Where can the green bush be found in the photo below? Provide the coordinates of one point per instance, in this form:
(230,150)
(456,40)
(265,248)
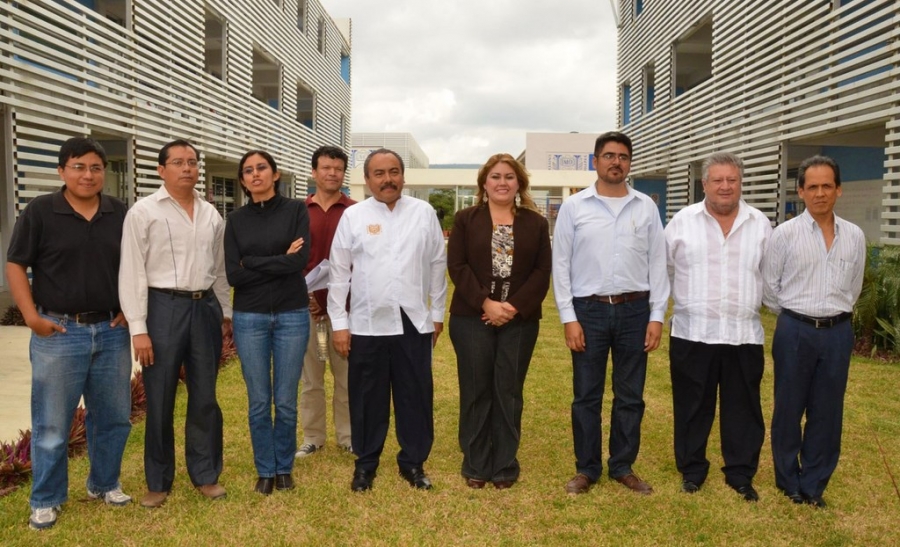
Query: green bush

|---|

- _Goal of the exercise_
Render every line of the records above as a Markdown table with two columns, Row and Line, numbering the rows. Omit blank lines and the pictures.

- _Response to the exercise_
| Row | Line |
|---|---|
| 1 | Where can the green bush be found in the photo below? Provide the coordinates of one point per instance, in this form: |
| 2 | (230,150) |
| 3 | (456,40) |
| 4 | (265,248) |
| 5 | Query: green bush |